:: Set task ::
Can you quote the records below in full, word for word?

:: Dataset records ::
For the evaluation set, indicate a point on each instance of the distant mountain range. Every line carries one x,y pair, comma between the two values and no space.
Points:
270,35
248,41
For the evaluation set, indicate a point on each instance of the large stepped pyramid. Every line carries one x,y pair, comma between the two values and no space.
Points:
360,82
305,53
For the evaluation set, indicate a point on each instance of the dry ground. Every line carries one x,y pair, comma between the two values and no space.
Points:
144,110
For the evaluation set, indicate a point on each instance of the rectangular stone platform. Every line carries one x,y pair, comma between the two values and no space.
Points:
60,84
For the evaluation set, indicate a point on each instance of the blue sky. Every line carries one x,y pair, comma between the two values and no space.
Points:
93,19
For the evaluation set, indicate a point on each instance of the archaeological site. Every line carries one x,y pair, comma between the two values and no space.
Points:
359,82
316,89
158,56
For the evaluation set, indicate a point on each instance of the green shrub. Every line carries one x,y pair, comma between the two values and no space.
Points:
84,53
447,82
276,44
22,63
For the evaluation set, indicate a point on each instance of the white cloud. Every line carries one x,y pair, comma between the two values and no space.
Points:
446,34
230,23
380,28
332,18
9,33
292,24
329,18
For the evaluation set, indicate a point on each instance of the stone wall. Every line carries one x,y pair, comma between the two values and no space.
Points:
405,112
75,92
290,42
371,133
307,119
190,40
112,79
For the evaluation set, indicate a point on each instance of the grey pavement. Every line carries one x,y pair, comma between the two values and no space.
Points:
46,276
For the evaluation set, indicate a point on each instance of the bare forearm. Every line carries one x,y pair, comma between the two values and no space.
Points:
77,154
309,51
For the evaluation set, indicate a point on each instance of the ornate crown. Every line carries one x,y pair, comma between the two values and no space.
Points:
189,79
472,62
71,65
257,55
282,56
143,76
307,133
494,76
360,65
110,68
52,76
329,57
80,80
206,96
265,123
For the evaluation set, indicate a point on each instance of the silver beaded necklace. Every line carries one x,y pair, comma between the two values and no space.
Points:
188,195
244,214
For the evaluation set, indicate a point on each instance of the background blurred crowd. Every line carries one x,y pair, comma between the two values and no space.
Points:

:: Completed task ::
For the evaluation set, indicate a point on each instance of the distant mountain range. Every line carries one x,y pair, comma between the two values and no space.
Points:
270,35
248,41
For the evaluation set, indicate a point on each instance of the large stepped pyramid. Every line carries one x,y pair, comma between the two values and no space.
Points:
360,82
305,53
For the evaluation set, indicate a point on each instance of the dry ground. Every line carries one x,y pair, comma between the two values and no space.
Points:
144,110
For the evaluation set, indicate a point on each instance of the rectangular stone platform. Every line carries one x,y pair, comma between the two values and no space.
Points:
60,84
For the evaluation set, indicate a point on each instance of the blue sky. Every line carries one x,y pair, comma between the two values and no space.
Points:
93,19
For the evaluation set, indicate a point on each instance of the archaeological site. Every line carries one x,y pair, comma between the two values and no space.
Points:
359,82
316,89
158,56
For the evaluation set, indicate a point on each instance of the green shrub. Every line carries one x,y pair, comma between the two values and no space.
Points:
84,53
447,82
276,44
22,63
For the evaluation set, indicate a point on each instance of the white cloud. Every line carries one x,y pair, comma between the two values and no space.
Points:
446,34
230,23
380,28
332,18
9,33
292,24
329,18
For the evaluation set, indicate a point on each instance of the stone wall. Every line carries one x,y pair, comma between the two values and no space.
Points:
405,112
75,92
290,42
371,133
307,119
190,40
112,79
For the evaluation set, indicate a point on each instance of the grey pavement. Every line carries one x,y pair, comma between the two values and no space.
Points:
46,276
For the evaluation set, indicate a point on each instance of the bare forearm. Every line carries one x,y pair, comma between the two values and no space.
Points:
77,154
309,51
For the evaluation set, indicate a point on each instance of the ornate crown. Every line carries one x,y pair, comma between the two values and no space.
Points:
189,79
472,62
71,65
257,55
282,56
143,76
307,133
494,76
360,65
110,68
52,76
329,57
80,80
206,96
265,123
For the evaluation set, indicate a point on each instance of the silver beaded necklace. Every line carries one x,y pair, comma between the two values and no space.
Points:
188,195
244,214
For the evaluation set, indicate a point on each instance of the background blurred crowd. Every line carries one x,y pair, comma between the two values and no space.
Points:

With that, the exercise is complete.